====== INFORMATION GIVEN

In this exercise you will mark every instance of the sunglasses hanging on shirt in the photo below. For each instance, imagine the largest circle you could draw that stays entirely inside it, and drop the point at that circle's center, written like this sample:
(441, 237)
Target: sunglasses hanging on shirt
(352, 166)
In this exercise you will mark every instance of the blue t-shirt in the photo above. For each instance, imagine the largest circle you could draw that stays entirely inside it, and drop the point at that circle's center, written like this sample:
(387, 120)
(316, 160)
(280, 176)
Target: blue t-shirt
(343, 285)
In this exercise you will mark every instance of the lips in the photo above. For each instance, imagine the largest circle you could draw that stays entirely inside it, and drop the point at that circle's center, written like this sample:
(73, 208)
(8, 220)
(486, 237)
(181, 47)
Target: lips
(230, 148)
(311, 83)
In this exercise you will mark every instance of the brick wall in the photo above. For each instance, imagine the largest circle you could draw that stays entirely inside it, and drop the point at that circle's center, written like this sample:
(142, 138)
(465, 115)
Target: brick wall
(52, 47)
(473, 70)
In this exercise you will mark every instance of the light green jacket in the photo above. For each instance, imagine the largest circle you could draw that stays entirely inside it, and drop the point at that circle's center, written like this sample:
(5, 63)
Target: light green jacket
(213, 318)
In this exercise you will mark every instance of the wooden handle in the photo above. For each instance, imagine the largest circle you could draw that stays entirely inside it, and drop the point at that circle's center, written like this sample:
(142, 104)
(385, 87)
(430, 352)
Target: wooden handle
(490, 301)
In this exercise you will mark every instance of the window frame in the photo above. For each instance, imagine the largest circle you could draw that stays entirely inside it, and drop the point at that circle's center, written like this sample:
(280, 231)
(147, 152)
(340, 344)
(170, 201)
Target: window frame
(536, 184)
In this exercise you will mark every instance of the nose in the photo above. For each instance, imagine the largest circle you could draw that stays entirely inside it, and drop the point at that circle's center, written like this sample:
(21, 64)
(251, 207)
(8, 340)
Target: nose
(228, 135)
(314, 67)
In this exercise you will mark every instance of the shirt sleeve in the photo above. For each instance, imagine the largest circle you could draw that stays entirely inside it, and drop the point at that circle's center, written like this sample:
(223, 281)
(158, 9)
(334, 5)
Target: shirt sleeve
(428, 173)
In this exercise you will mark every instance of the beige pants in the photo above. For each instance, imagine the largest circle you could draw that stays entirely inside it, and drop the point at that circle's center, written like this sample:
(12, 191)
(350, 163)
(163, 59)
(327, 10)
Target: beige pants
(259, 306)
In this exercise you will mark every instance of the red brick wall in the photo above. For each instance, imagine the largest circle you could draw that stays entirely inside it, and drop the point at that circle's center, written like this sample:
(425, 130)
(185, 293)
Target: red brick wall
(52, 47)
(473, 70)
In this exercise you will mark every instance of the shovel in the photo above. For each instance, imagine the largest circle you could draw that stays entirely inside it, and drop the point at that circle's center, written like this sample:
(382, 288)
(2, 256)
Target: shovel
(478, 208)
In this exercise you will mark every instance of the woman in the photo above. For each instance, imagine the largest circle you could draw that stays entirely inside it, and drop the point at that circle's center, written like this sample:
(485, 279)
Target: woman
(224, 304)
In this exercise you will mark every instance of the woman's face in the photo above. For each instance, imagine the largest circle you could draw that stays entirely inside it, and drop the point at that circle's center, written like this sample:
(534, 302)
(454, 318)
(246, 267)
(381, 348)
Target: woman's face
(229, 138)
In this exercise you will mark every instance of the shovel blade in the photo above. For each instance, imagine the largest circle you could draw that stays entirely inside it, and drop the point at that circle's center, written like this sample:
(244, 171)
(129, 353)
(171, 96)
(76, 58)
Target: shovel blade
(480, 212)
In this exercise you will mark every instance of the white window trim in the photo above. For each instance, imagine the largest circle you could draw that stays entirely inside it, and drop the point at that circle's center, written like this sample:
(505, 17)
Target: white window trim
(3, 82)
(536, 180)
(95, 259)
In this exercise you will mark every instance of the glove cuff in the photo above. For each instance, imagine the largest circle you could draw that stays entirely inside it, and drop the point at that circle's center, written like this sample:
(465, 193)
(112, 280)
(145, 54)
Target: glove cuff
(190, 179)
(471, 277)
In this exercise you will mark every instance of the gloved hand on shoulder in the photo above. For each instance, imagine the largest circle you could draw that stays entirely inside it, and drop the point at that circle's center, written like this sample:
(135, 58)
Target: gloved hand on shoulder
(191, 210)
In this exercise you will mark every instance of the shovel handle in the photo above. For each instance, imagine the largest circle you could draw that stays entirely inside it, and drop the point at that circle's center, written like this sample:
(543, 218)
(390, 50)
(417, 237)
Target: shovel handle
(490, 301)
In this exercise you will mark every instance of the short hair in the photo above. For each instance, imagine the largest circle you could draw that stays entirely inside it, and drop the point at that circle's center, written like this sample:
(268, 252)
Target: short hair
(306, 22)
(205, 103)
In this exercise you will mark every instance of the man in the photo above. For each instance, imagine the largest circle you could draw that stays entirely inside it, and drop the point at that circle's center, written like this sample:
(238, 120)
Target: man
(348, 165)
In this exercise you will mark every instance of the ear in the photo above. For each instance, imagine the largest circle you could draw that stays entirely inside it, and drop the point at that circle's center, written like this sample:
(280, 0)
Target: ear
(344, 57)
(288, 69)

============

> _EXERCISE DESCRIPTION_
Output all entries exactly as given above.

> _TASK RESPONSE_
In this exercise you will mark every instance of the sunglasses hanging on shirt in the photo below. For each instance, imagine the largest circle you could draw that stays entirely inside it, and drop the point at that circle's center, written like this sample:
(441, 237)
Target: sunglasses hanging on shirt
(352, 166)
In this exercise you will mark every instance of the blue t-shirt in the photo above. For each instance, imagine the largest circle you could draw that stays entirely inside it, and drop the point at that circle's center, written like this sample:
(387, 120)
(316, 160)
(280, 176)
Target: blue t-shirt
(343, 285)
In this exercise you will mark every instance of the lips in the photo above. For each instance, imagine the largest circle you could draw that stays entirely inside it, and drop the point at that circle's center, written like this sample:
(73, 208)
(8, 220)
(486, 237)
(181, 47)
Target: lips
(230, 148)
(311, 83)
In this exercise you will mark every instance of the brick wall in the photo above. For each instance, imagine the largest circle you could draw that stays entirely inside it, and drop the point at that circle's center, written like this sample:
(142, 138)
(465, 115)
Target: brick wall
(52, 47)
(473, 70)
In this exercise you will mark every instance of the light green jacket in the photo above. For each instance, imagine the largest circle you could draw that stays entirely inside it, and drop the point at that circle's center, written like this sample:
(5, 63)
Target: light green jacket
(213, 318)
In this exercise you will mark every instance of the wooden handle in the photo above. For each instance, imagine the largest circle you could draw that stays entirely inside it, and drop the point at that circle's center, written like this sample:
(142, 104)
(385, 87)
(430, 352)
Target: wooden handle
(490, 301)
In this exercise you will mark every instance of the window frame in the photo above. For each instance, imagine the largest circle you could draw that stays entirely inside it, and drop the point at that circle's center, written like this sample:
(280, 231)
(147, 152)
(340, 344)
(170, 201)
Target: window frame
(536, 184)
In this exercise you will mark every instance of the nose in the photo above. For each instance, imagine the largest circle you could draw that stays entirely inside it, and drop the point at that circle's center, written like this sample:
(21, 64)
(251, 207)
(8, 340)
Target: nose
(228, 135)
(314, 67)
In this exercise you will mark every instance of the shirt sleeve in the photo above. For each instance, imagine the largest circle you could draw that stays entirely inside it, and drop the point at that circle's center, written like this sample:
(223, 281)
(158, 9)
(334, 5)
Target: shirt sleeve
(428, 173)
In this exercise you will mark every instance of the beige pants in the photo above. For each instance, imagine the largest circle you could draw that stays entirely inside it, and drop the point at that circle's center, written like this sample:
(12, 191)
(350, 163)
(163, 59)
(327, 10)
Target: beige pants
(259, 306)
In this exercise you will mark every instance of the red brick wall in the photo above. For each instance, imagine the largest circle you could draw that stays entirely inside it, and drop the point at that circle's center, written like this sample:
(425, 130)
(185, 293)
Target: red brick wall
(52, 47)
(473, 70)
In this exercise you will mark every instance of the shovel in the photo above. For each instance, imagine the largest circle you could draw that stays entirely inside it, and drop the point at that circle's center, written like this sample:
(382, 288)
(2, 256)
Target: shovel
(478, 208)
In this exercise you will mark every instance of the woman in the photo above. For each instance, imagine the largest circle you could draw that stays entirely inside it, and drop the point at that circle's center, written like this sample:
(485, 279)
Target: woman
(224, 304)
In this exercise you will mark every instance of the woman's face in the photo above. For each instance, imagine the largest circle you could draw that stays entirely inside it, and drop the point at that circle's center, written like this sample:
(534, 302)
(454, 318)
(246, 267)
(381, 348)
Target: woman's face
(229, 138)
In this exercise you will mark every instance of the shovel blade in the photo above. For each instance, imagine the largest circle you could draw that stays entirely inside it, and drop the point at that circle's center, written like this sample:
(244, 171)
(129, 353)
(171, 96)
(76, 58)
Target: shovel blade
(480, 212)
In this exercise you will mark every instance of the white window trim in the photo above. For each instance, imagine the largest circle you could draw that stays entirely inside it, and drop the point at that circle's center, written like this sample:
(505, 17)
Target: white window trim
(3, 82)
(536, 180)
(95, 259)
In this exercise you will mark every instance of the glove cuff in the photo above. For each instance, imagine the largest circle you could draw that stays entirely inside it, and drop the point at that circle's center, written like this sample:
(465, 193)
(112, 280)
(145, 54)
Target: glove cuff
(190, 179)
(471, 277)
In this exercise you will mark every instance of the gloved hand on shoulder in the photo above. For each instance, imagine the largest circle you could draw that stays entirely inside it, and drop the point at that circle's center, written like this sample:
(135, 58)
Target: gloved hand on shoulder
(191, 210)
In this exercise you will mark every instance of the shovel handle in the photo above. For each instance, imagine the largest circle you could draw that stays entirely inside it, and drop the point at that circle's center, written like this sample:
(543, 218)
(390, 50)
(417, 237)
Target: shovel handle
(490, 301)
In this exercise you will mark every instance of the short hair in the photo above. For each instance, imagine the largest circle you could draw that stays entirely inside it, and drop the point at that circle's center, written like this sample:
(268, 252)
Target: short hair
(306, 22)
(205, 103)
In this exercise you will mark every instance of the man in the photo above. For each instance, imagine the largest circle you could draw that stays entirely inside it, and drop the point at that circle's center, written like this sample:
(238, 120)
Target: man
(348, 165)
In this exercise you will mark every instance of the ear in the photo above. For each instance, imagine the largest circle you could draw that stays entirely inside it, and drop the point at that circle's center, written like this sample:
(280, 0)
Target: ear
(344, 57)
(288, 69)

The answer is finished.